- **WHAT IS BEING ASKED**:
Count the lines in the records below that contain the string "stop", matching case exactly, and report only that number.
-- BEGIN EXERCISE INPUT --
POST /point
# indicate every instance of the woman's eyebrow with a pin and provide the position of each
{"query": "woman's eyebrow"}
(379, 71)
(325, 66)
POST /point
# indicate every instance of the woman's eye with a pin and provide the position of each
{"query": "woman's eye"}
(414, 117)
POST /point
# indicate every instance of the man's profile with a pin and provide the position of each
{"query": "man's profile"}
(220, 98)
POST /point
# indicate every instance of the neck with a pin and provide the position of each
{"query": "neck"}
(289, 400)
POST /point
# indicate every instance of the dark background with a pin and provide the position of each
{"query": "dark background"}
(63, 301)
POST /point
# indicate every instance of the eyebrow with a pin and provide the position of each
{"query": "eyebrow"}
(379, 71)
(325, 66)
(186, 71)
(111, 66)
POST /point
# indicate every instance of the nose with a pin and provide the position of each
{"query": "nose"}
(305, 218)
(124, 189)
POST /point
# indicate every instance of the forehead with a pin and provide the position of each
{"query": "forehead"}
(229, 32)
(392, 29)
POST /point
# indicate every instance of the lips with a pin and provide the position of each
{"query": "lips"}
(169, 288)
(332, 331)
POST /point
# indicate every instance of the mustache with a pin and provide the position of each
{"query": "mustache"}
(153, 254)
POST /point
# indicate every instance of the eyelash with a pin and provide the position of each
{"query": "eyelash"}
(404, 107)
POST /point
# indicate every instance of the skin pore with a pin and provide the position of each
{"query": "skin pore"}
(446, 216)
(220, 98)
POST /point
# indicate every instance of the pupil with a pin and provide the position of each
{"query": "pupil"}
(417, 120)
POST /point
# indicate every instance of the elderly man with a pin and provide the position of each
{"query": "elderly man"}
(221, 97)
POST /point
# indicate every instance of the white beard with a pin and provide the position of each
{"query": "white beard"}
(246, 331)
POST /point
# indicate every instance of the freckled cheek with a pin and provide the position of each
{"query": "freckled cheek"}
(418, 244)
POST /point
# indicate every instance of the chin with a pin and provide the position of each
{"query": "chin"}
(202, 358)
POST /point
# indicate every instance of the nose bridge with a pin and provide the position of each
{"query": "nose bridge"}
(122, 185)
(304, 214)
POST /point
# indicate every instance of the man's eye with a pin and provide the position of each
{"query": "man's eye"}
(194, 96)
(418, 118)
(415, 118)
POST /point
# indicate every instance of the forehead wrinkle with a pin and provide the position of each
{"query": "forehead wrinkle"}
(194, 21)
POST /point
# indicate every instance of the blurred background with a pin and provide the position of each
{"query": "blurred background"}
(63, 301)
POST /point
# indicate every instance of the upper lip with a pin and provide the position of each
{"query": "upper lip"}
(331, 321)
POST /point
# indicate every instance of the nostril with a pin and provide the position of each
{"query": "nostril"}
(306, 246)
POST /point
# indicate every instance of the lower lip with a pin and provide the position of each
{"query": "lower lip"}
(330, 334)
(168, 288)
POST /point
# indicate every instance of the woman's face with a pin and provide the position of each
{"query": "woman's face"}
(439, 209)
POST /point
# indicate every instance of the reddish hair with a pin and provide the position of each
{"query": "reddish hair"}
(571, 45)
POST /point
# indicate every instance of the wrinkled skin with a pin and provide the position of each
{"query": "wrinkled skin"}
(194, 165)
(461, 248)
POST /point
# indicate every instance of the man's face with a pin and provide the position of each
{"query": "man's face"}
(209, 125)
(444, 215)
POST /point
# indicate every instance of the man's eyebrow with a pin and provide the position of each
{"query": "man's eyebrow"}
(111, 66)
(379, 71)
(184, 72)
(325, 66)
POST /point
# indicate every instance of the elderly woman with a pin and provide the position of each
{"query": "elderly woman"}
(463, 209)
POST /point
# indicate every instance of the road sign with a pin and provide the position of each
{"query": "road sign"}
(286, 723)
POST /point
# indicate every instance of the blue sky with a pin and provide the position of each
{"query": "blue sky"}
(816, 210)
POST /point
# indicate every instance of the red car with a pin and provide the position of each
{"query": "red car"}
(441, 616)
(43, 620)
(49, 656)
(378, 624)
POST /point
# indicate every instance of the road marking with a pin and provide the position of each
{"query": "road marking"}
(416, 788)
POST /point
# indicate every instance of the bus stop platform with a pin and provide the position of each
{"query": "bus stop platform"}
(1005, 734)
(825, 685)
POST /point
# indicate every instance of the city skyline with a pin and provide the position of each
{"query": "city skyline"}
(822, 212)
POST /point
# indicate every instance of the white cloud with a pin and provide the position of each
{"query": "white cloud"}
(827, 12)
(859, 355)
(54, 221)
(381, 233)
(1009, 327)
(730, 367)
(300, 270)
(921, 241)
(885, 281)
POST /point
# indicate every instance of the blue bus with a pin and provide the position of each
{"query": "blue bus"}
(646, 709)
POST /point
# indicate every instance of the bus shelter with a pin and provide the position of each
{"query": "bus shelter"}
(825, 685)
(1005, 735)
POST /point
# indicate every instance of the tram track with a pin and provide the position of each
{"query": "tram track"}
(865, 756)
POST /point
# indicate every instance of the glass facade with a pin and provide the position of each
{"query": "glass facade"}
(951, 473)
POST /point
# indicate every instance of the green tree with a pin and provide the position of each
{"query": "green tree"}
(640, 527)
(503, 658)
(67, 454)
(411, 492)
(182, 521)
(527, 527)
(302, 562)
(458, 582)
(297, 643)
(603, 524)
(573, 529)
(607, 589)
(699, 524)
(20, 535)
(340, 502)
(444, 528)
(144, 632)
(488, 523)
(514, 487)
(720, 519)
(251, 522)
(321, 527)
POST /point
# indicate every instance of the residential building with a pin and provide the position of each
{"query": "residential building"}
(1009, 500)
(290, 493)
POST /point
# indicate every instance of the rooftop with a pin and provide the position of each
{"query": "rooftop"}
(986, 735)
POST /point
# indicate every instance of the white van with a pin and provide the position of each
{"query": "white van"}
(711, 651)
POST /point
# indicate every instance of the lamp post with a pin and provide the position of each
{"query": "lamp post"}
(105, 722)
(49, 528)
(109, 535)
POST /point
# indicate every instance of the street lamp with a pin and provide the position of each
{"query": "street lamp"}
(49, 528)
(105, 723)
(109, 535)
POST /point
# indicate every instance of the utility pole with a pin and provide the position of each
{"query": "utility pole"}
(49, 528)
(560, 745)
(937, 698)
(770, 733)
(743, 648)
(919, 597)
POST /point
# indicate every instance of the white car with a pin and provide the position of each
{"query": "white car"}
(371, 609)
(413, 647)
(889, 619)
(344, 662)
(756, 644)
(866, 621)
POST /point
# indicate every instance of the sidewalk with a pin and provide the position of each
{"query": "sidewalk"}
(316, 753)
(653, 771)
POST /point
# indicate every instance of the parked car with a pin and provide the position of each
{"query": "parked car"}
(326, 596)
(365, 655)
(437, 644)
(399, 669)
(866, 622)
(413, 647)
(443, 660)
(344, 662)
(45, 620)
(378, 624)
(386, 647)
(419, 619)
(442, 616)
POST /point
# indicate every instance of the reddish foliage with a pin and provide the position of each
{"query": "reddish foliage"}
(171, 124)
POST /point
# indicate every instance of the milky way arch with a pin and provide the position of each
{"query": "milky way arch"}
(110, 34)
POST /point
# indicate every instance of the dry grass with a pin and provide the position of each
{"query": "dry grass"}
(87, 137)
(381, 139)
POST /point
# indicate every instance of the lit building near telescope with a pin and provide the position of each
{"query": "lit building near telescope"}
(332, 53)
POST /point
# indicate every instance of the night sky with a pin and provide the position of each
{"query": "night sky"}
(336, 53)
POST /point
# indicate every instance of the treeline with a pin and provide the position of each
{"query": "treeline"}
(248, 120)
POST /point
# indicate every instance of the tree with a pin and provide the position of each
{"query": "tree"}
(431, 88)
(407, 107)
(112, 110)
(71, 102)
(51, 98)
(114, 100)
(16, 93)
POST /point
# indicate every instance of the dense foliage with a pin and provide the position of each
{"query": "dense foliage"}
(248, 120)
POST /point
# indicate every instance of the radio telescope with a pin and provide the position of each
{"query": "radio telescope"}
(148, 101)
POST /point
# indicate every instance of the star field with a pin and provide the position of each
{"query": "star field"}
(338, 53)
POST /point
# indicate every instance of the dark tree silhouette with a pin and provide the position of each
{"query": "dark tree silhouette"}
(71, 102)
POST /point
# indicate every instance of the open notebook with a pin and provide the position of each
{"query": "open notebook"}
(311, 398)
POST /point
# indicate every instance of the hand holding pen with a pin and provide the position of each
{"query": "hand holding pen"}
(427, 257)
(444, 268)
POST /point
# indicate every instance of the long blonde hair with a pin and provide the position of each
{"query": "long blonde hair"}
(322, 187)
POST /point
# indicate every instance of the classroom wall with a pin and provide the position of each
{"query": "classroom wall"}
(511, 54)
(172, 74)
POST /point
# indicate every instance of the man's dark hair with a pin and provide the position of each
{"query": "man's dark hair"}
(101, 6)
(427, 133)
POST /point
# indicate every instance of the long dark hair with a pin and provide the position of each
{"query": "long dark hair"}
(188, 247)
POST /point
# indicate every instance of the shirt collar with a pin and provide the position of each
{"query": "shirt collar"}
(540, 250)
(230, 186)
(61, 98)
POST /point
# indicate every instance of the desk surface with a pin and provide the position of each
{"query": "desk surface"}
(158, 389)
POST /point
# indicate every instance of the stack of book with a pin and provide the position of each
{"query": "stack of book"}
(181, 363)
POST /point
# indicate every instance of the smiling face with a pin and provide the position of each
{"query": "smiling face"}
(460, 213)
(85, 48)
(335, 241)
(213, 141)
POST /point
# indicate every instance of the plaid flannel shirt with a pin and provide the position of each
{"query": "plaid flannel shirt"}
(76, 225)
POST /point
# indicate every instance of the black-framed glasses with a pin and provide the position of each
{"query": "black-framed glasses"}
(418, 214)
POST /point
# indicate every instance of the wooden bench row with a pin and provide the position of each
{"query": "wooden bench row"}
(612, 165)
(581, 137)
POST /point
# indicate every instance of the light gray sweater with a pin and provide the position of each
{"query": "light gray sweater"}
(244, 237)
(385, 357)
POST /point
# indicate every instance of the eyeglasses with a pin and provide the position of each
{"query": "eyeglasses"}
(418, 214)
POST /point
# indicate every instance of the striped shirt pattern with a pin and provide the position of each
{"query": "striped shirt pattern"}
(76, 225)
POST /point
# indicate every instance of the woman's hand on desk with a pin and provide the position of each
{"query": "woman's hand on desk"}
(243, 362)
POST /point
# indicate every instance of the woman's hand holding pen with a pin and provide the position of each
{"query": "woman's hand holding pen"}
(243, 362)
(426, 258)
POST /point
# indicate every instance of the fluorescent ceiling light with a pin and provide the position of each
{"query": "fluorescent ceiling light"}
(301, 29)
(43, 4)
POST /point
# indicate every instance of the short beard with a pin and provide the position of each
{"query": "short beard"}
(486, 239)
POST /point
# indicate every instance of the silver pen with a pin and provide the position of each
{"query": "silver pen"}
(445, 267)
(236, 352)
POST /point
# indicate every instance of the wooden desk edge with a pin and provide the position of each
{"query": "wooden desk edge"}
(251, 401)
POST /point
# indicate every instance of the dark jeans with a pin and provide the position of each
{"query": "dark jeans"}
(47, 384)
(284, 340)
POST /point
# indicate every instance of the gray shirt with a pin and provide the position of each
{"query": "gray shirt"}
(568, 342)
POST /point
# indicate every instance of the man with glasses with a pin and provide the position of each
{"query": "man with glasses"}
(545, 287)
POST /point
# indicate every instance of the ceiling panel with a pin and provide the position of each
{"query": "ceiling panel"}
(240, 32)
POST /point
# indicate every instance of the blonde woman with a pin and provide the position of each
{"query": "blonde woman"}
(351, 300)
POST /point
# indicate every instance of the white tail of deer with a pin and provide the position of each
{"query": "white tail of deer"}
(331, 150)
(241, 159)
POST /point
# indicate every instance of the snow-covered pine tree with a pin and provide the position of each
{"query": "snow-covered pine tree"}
-- END EXERCISE INPUT --
- **SOLUTION TO THIS TASK**:
2